## Assignment
Exact repetition of the data below is required.
:::::
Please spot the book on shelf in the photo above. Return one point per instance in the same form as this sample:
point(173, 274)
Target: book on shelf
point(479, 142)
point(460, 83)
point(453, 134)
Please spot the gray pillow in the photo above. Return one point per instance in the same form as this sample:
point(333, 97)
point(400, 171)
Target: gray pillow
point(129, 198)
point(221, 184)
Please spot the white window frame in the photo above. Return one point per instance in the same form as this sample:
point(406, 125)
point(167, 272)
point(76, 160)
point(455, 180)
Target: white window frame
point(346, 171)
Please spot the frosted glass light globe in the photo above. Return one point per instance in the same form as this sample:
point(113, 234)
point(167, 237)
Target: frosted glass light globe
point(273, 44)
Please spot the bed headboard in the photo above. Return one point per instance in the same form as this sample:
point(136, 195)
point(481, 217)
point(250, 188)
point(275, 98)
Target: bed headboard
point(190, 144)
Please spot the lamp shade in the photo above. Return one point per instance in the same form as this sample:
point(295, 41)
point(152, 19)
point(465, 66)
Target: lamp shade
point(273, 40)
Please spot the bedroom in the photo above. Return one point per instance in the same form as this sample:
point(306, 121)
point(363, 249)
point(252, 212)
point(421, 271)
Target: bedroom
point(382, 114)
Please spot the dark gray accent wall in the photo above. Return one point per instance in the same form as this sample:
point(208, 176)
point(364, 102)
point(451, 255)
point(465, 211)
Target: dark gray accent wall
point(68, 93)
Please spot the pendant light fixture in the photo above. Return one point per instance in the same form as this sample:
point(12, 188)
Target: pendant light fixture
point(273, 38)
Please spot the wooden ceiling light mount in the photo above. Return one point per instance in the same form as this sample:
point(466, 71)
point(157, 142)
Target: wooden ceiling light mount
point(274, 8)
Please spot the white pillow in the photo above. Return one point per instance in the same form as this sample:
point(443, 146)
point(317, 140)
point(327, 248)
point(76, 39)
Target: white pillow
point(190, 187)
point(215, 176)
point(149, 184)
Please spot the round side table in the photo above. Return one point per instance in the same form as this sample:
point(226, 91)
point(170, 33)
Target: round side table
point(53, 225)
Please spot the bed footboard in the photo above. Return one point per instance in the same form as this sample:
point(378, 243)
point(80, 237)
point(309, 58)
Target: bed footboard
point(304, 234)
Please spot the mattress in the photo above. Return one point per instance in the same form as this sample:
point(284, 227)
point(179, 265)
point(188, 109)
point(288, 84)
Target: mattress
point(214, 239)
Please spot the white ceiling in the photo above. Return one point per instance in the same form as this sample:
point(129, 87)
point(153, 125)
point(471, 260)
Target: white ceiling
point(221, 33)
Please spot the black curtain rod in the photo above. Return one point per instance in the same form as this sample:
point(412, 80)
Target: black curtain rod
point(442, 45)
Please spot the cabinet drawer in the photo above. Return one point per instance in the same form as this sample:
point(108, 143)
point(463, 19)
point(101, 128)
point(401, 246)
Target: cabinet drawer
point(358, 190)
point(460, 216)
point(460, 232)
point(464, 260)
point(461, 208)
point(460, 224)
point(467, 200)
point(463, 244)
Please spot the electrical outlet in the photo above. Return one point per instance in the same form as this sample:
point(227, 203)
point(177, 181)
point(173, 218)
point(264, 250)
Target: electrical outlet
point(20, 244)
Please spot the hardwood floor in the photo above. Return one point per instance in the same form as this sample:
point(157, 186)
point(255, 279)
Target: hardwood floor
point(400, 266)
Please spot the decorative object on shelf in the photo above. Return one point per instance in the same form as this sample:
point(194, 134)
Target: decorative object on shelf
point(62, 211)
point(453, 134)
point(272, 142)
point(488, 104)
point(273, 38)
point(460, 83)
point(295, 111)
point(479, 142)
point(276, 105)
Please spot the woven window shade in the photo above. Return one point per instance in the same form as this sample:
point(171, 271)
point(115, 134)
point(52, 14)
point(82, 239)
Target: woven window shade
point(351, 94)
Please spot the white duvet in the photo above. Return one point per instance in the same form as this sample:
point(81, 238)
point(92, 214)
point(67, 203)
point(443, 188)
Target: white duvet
:::::
## Worked solution
Please spot the book on shelf in the photo above. Return one point per instance in the same form as this sample:
point(173, 274)
Target: book on shelf
point(479, 142)
point(460, 83)
point(453, 134)
Please spot the gray pillow in the photo above. Return one point per instance in the same form as this sample:
point(333, 97)
point(400, 171)
Target: gray pillow
point(129, 198)
point(221, 184)
Please spot the white window frame in the photo above. Return one point per instance in the same form as this sample:
point(406, 125)
point(167, 272)
point(76, 160)
point(455, 180)
Target: white window frame
point(346, 171)
Please spot the frosted glass light globe in the photo above. Return one point per instance in the same form as this sample:
point(113, 234)
point(167, 237)
Target: frosted glass light globe
point(273, 44)
Please spot the bed headboard in the photo above. Return one point per instance in the same form as this sample:
point(136, 195)
point(481, 217)
point(250, 188)
point(275, 98)
Target: bed headboard
point(190, 144)
Please spot the lamp shade in the photo above. Return one point per instance in the same form as this sample:
point(295, 41)
point(152, 19)
point(465, 66)
Target: lamp shade
point(273, 40)
Please spot the bedroom in the photo above. Return one point per instance in the same form as this sample:
point(306, 121)
point(363, 249)
point(252, 212)
point(421, 271)
Target: bedroom
point(382, 114)
Please spot the dark gray accent wall in the photo above. Return one point per instance in the same form as this sample:
point(208, 176)
point(364, 102)
point(451, 255)
point(465, 211)
Target: dark gray accent wall
point(68, 93)
Please spot the pendant light fixture in the photo above. Return one point per instance in the same form as this sample:
point(12, 188)
Target: pendant light fixture
point(273, 38)
Please spot the wooden ceiling light mount in the photo above. Return one point per instance in the same form as this sample:
point(466, 71)
point(157, 142)
Target: wooden ceiling light mount
point(274, 8)
Please spot the white pillow in the photo above. Return one point per instance in the same form as this sample:
point(443, 146)
point(317, 140)
point(327, 248)
point(76, 39)
Target: white pillow
point(190, 187)
point(215, 176)
point(149, 184)
Please spot the round side table in the photo above. Return one point per instance in the same form as this sample:
point(226, 91)
point(170, 33)
Target: round side table
point(53, 225)
Please spot the bed footboard in the photo above. Return one point per instance in the same form as this sample:
point(378, 243)
point(80, 237)
point(309, 58)
Target: bed footboard
point(304, 234)
Please spot the mattress in the photo above. Return one point per instance in the same form as this sample:
point(284, 227)
point(179, 265)
point(188, 109)
point(288, 84)
Target: mattress
point(214, 239)
Please spot the white ceiling in the photo above. Return one point per instance in the same form as this sample:
point(129, 87)
point(153, 125)
point(471, 260)
Target: white ceiling
point(221, 33)
Please spot the black curtain rod in the photo above. Return one point per instance in the same form as this sample:
point(412, 80)
Target: black curtain rod
point(442, 45)
Please spot the cabinet drawer in the photo above. Return one point per instance in the same form as this sample:
point(108, 143)
point(463, 19)
point(101, 128)
point(401, 246)
Target: cabinet drawer
point(358, 190)
point(460, 216)
point(460, 232)
point(464, 260)
point(461, 208)
point(460, 224)
point(467, 200)
point(463, 244)
Please spot the electrical outlet in the photo above. Return one point per instance in the same form as this sample:
point(227, 203)
point(177, 181)
point(173, 218)
point(264, 250)
Target: electrical outlet
point(20, 244)
Please spot the hardwood floor in the photo above. Return one point per instance in the same form as this sample:
point(157, 186)
point(255, 279)
Target: hardwood floor
point(400, 266)
Please spot the decorative object on shelf in the photo above. Return one point per instance in the same form as this sample:
point(194, 134)
Target: decorative object on shelf
point(62, 211)
point(453, 134)
point(272, 142)
point(488, 104)
point(273, 38)
point(460, 83)
point(295, 111)
point(479, 142)
point(276, 105)
Please spot the woven window shade in the photo above. Return one point per instance in the same form as this sample:
point(171, 271)
point(115, 134)
point(52, 14)
point(82, 239)
Target: woven window shade
point(351, 94)
Please spot the white duvet in the photo above. Return one point per instance in the same form as this sample:
point(81, 238)
point(92, 214)
point(67, 203)
point(443, 188)
Target: white duvet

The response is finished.